Task data: Begin

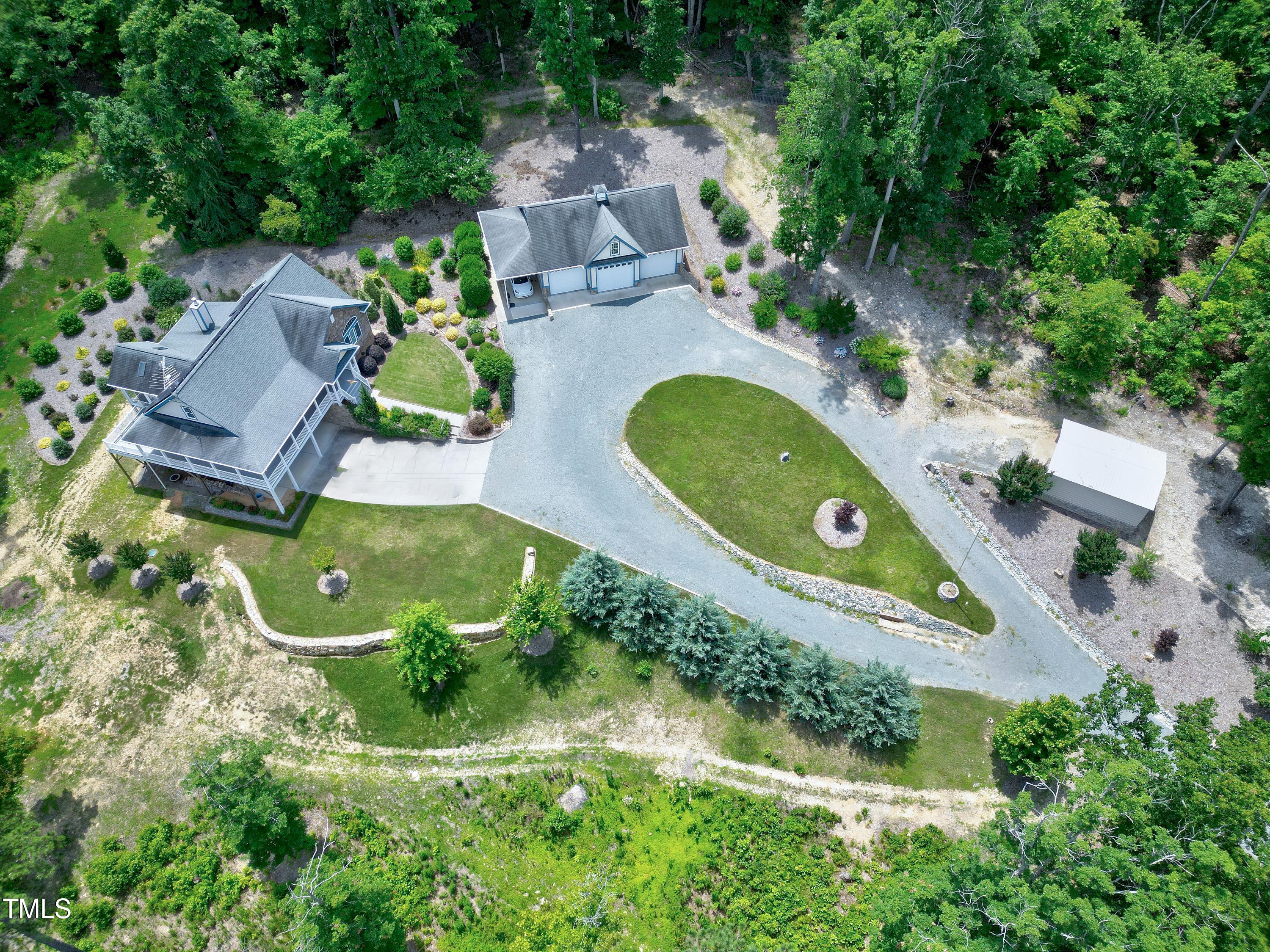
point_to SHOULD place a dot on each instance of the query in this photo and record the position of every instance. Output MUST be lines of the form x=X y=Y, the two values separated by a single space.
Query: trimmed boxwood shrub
x=475 y=290
x=70 y=324
x=92 y=300
x=119 y=286
x=30 y=390
x=167 y=292
x=44 y=353
x=765 y=314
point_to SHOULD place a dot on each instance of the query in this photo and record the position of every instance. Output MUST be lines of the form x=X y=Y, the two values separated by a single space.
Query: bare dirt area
x=1123 y=616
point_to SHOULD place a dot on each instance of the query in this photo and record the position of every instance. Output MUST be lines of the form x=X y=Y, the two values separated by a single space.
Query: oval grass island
x=715 y=442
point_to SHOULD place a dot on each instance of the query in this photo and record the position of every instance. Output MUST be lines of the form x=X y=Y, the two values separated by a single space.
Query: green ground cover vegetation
x=715 y=442
x=422 y=370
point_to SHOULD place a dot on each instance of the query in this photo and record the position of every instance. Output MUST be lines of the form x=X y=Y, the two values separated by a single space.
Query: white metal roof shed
x=1105 y=476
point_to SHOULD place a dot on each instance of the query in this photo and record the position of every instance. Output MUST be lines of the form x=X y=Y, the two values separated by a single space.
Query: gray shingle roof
x=550 y=235
x=254 y=374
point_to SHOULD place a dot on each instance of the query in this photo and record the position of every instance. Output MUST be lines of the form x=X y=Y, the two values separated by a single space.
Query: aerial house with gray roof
x=604 y=242
x=237 y=389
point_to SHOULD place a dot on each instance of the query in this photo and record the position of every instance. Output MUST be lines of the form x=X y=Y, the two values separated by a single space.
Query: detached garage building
x=597 y=243
x=1104 y=477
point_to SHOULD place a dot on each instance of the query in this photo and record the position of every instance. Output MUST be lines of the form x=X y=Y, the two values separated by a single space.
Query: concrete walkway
x=360 y=468
x=581 y=374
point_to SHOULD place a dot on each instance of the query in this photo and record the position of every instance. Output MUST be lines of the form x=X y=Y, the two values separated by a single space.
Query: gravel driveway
x=581 y=374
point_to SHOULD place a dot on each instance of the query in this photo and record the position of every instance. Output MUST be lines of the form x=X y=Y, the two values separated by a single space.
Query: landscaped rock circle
x=145 y=577
x=192 y=589
x=99 y=568
x=540 y=644
x=333 y=583
x=830 y=532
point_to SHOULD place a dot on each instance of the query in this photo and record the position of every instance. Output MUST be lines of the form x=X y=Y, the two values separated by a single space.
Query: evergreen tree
x=814 y=691
x=660 y=41
x=701 y=639
x=592 y=587
x=757 y=665
x=881 y=709
x=644 y=615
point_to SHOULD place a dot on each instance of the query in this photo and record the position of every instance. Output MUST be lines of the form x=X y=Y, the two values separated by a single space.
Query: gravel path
x=582 y=373
x=1122 y=616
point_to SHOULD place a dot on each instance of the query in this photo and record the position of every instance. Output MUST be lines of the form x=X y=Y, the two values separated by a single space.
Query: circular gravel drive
x=582 y=373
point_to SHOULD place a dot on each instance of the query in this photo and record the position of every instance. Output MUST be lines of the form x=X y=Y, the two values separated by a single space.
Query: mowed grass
x=587 y=674
x=715 y=442
x=422 y=370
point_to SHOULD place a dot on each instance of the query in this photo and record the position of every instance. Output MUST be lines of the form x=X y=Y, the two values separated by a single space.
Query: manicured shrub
x=881 y=352
x=759 y=664
x=816 y=691
x=896 y=388
x=592 y=587
x=646 y=611
x=1166 y=641
x=882 y=709
x=734 y=223
x=28 y=389
x=1098 y=551
x=82 y=546
x=113 y=256
x=701 y=639
x=131 y=555
x=167 y=292
x=765 y=314
x=92 y=300
x=845 y=516
x=149 y=273
x=1023 y=479
x=531 y=606
x=477 y=290
x=426 y=649
x=1035 y=739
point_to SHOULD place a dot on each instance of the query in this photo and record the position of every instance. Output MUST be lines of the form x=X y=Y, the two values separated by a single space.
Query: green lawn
x=422 y=370
x=717 y=444
x=587 y=673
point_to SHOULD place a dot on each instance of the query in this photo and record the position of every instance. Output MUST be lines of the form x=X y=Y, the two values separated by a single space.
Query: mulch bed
x=1123 y=616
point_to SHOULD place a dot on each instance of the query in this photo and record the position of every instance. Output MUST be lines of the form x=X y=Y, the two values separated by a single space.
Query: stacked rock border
x=840 y=596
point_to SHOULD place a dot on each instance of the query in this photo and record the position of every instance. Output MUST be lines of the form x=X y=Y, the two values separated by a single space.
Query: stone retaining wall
x=850 y=599
x=338 y=645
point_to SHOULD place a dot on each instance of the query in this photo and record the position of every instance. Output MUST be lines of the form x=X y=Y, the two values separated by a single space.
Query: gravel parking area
x=1123 y=616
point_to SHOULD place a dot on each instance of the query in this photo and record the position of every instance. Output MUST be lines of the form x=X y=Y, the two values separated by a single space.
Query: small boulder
x=190 y=591
x=333 y=583
x=573 y=799
x=145 y=577
x=101 y=566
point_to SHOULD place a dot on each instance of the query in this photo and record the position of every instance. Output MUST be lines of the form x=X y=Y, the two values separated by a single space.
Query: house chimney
x=204 y=315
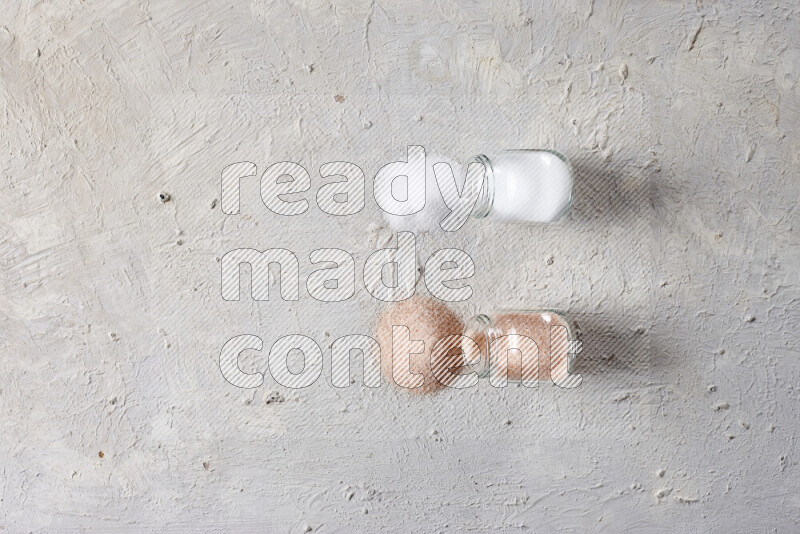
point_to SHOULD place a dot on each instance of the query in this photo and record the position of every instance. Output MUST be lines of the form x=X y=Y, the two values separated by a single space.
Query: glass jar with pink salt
x=523 y=346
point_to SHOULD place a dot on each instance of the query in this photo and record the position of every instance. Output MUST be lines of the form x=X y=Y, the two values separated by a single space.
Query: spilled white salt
x=428 y=219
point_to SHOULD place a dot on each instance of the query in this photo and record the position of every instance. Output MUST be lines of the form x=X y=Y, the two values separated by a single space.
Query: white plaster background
x=683 y=120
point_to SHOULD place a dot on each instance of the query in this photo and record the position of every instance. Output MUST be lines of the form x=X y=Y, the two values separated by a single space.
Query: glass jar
x=529 y=186
x=523 y=346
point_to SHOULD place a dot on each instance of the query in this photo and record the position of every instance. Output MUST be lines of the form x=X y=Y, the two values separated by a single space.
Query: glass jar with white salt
x=524 y=186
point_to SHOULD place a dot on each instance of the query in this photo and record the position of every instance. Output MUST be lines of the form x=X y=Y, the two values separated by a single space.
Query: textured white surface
x=683 y=121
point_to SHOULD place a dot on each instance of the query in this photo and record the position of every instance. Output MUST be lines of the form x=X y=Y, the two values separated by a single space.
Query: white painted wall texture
x=680 y=260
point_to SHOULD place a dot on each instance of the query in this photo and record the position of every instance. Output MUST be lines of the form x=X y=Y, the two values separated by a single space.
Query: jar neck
x=485 y=201
x=482 y=331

Task data: End

▶ [Activity] When you copy the data, keep every line exact and leave out each picture.

▶ [Task output]
point_to SHOULD place a dot on each instance of the query in this photo and record the position of every instance. Output MUST be lines of the form x=X y=Y, the two values separated by a single space.
Query: trimmed boxwood shrub
x=475 y=290
x=70 y=324
x=92 y=300
x=119 y=286
x=30 y=390
x=167 y=292
x=44 y=353
x=765 y=314
point_to SHOULD place a dot on each instance of the query in this photo and record the position of every instance. Output MUST be lines of the form x=X y=Y, the two values separated by a single space.
Query: bare dirt area
x=1123 y=616
point_to SHOULD place a dot on each instance of the query in this photo and record the position of every instance. Output MUST be lines of the form x=X y=Y, the two values separated by a single space.
Query: oval grass island
x=715 y=442
point_to SHOULD place a dot on each instance of the query in this photo and record the position of every instance. Output MUST be lines of the form x=X y=Y, the two values separated by a single space.
Query: green ground cover vegetation
x=715 y=442
x=422 y=370
point_to SHOULD place a dot on each instance of the query in this photo and record the position of every instance. Output MUST be lines of the form x=X y=Y, the two values separated by a single space.
Query: white metal roof shed
x=1105 y=476
point_to SHOULD place a dot on each instance of the query in this photo and record the position of every instance. Output MUST be lines of the form x=X y=Y, the two values separated by a single space.
Query: gray shingle roof
x=550 y=235
x=254 y=374
point_to SHOULD place a dot on each instance of the query in this photo and record the position of every instance. Output MUST be lines of the form x=X y=Y, the two values separated by a single space.
Query: aerial house with gray roof
x=604 y=242
x=237 y=389
point_to SHOULD place a dot on each instance of the query in this photo and record the position of every instance. Output MUST be lines of the form x=X y=Y, the two values separated by a single space.
Query: detached garage building
x=597 y=243
x=1104 y=477
point_to SHOULD place a dot on each instance of the query in this photo and record the position of every instance. Output MUST be lines of the form x=X y=Y, the two values separated by a single space.
Query: concrete walkway
x=360 y=468
x=581 y=374
point_to SHOULD place a dot on each instance of the query in this photo and record the position of every instance. Output MUST be lines of the form x=X y=Y, the two values separated by a single space.
Query: gravel driveway
x=581 y=374
point_to SHOULD place a dot on each instance of the query in this photo and record the position of every instance. Output MUST be lines of the form x=X y=Y, the two values separated by a single space.
Query: landscaped rock circle
x=145 y=577
x=192 y=589
x=99 y=568
x=540 y=644
x=333 y=583
x=830 y=532
point_to SHOULD place a dot on each instance of the query in this photo and record the position of every instance. Output MUST be lines of the form x=X y=Y, the two values separated by a single space.
Query: evergreen tree
x=814 y=691
x=660 y=41
x=701 y=639
x=592 y=587
x=757 y=665
x=881 y=709
x=644 y=615
point_to SHOULD place a dot on each instance of the query in this photo and record the position of every instance. Output MUST be lines of the form x=X y=Y, the two values separated by a single space.
Query: gravel path
x=582 y=373
x=1122 y=616
point_to SHOULD place a dot on each instance of the query in this photo and record the position of every instance. Output MUST be lines of the form x=X y=Y, the two values separated by a single space.
Query: circular gravel drive
x=582 y=373
point_to SHOULD place a dot on each instance of the query in this photo and record the position of every instance. Output MUST be lines of the form x=X y=Y, the two values separated by a single space.
Query: mowed grass
x=587 y=674
x=715 y=442
x=422 y=370
point_to SHOULD place a dot on each instance of the query in this photo and record the position of every instance. Output MUST be lines of the form x=X y=Y, the two values separated by a single space.
Query: manicured shrub
x=881 y=352
x=759 y=664
x=816 y=691
x=896 y=388
x=592 y=587
x=646 y=611
x=1166 y=641
x=882 y=709
x=734 y=223
x=28 y=389
x=1098 y=551
x=82 y=546
x=113 y=256
x=701 y=639
x=131 y=555
x=167 y=292
x=765 y=314
x=92 y=300
x=845 y=516
x=149 y=273
x=1023 y=479
x=531 y=606
x=477 y=290
x=426 y=649
x=1035 y=739
point_to SHOULD place a dot on each instance of the query in this photo and record the position of every instance. Output MUST be lines of the form x=X y=Y, the two values separated by a single space.
Query: green lawn
x=422 y=370
x=717 y=444
x=587 y=673
point_to SHOULD place a dot on each instance of the query in this photo and record the position of every instance. Output MUST be lines of the form x=X y=Y, the two values separated by a single space.
Query: mulch bed
x=1123 y=616
point_to SHOULD place a dot on each instance of the query in this photo and record the position of every instance. Output MUST be lines of the form x=X y=Y, the two values separated by a single space.
Query: stacked rock border
x=840 y=596
point_to SHOULD place a dot on each instance of the query in this photo and record the position of every instance. Output MUST be lines of the form x=X y=Y, the two values separated by a single space.
Query: stone retaining wall
x=850 y=599
x=338 y=645
point_to SHOULD place a dot on each instance of the query in this photo and record the position of every instance. Output MUST be lines of the form x=X y=Y, the two values separated by a single space.
Query: gravel parking area
x=1123 y=616
point_to SHOULD place a dot on each instance of the query in this photo and record the position of every instance. Output MUST be lines of the form x=X y=Y, the two values separated by a single space.
Query: small boulder
x=190 y=591
x=333 y=583
x=573 y=799
x=145 y=577
x=101 y=566
point_to SHOULD place a dot on each instance of the query in this photo and record the position of every instance. Output MUST be lines of the form x=X y=Y, the two values separated by a single space.
Query: house chimney
x=204 y=315
point_to SHOULD place a dot on each instance of the query in this photo and record the position of every instance. Output MUST be lines of the form x=X y=Y, the two values separated by a single space.
Query: glass jar with pink salt
x=523 y=346
point_to SHOULD place a dot on each instance of the query in this photo and record the position of every instance. Output MUST be lines of the form x=X y=Y, the two values separated by a single space.
Query: spilled white salt
x=428 y=219
point_to SHOULD place a dot on each instance of the query in this photo and record the position of every instance. Output MUST be lines of the form x=X y=Y, the two values separated by a single space.
Query: white plaster background
x=683 y=120
point_to SHOULD place a dot on each instance of the query in this photo and record the position of every instance. Output MUST be lines of the form x=X y=Y, the two values separated by a single space.
Query: glass jar
x=529 y=186
x=523 y=346
point_to SHOULD place a dot on each instance of the query in this photo and record the position of every instance. Output MUST be lines of the form x=X y=Y, the two values separated by a single space.
Query: glass jar with white salt
x=524 y=186
point_to SHOULD place a dot on each instance of the query in this photo and record the position of every instance. Output MUST be lines of the form x=X y=Y, the two values separated by a single space.
Query: textured white surface
x=683 y=121
point_to SHOULD place a dot on each instance of the query in this photo and record the position of every instance. Output MUST be lines of the form x=X y=Y, the two values separated by a single space.
Query: white painted wall texture
x=680 y=260
point_to SHOULD place a dot on each instance of the query in this photo and record the position of every instance. Output MUST be lines of the form x=X y=Y, the two values separated by a single space.
Query: jar neck
x=485 y=201
x=482 y=331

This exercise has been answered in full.